Instruction: Retype all of the material below word for word, keeping every line in its original order.

Record extracts:

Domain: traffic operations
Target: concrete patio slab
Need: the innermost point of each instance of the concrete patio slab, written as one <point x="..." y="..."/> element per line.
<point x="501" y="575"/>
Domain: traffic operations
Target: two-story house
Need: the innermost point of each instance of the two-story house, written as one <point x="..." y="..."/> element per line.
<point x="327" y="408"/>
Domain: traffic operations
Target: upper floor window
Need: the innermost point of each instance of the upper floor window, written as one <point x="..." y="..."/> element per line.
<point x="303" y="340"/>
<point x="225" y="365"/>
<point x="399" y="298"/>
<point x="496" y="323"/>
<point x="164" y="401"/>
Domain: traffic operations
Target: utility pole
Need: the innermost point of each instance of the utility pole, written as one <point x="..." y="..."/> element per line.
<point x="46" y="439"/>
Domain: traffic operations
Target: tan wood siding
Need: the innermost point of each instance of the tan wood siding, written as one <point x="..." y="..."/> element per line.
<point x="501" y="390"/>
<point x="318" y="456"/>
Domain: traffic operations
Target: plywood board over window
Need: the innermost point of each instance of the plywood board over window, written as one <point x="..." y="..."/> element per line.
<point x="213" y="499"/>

Result for this task:
Domain: traffic operations
Target: concrete patio slab
Need: the innermost point of each instance of the concrete patio slab, written as one <point x="..." y="..."/> element per line.
<point x="501" y="575"/>
Domain: traffic operations
Target: two-story house
Need: the innermost point of each instance of the two-story house, written as one <point x="..." y="..."/> element per line.
<point x="327" y="408"/>
Domain: traffic operations
Target: upper floor window
Need: the innermost point of each instance of the upper floor window, written as one <point x="..." y="..."/> element per line.
<point x="303" y="340"/>
<point x="225" y="365"/>
<point x="399" y="298"/>
<point x="496" y="323"/>
<point x="164" y="401"/>
Domain: traffic operations
Target: utility pole
Need: the innermost point of each instance of the utility pole, written as one <point x="..." y="..."/> element per line.
<point x="46" y="439"/>
Domain: traffic operations
Target: tan wood siding
Need: the innermost point of each instance of the tan wood siding, written as one <point x="..." y="..."/> element per line.
<point x="501" y="390"/>
<point x="318" y="456"/>
Domain: traffic operations
Target: plywood board over window
Need: the innermost point of each instance of the plywood board over window, written as one <point x="..." y="..."/> element per line.
<point x="213" y="499"/>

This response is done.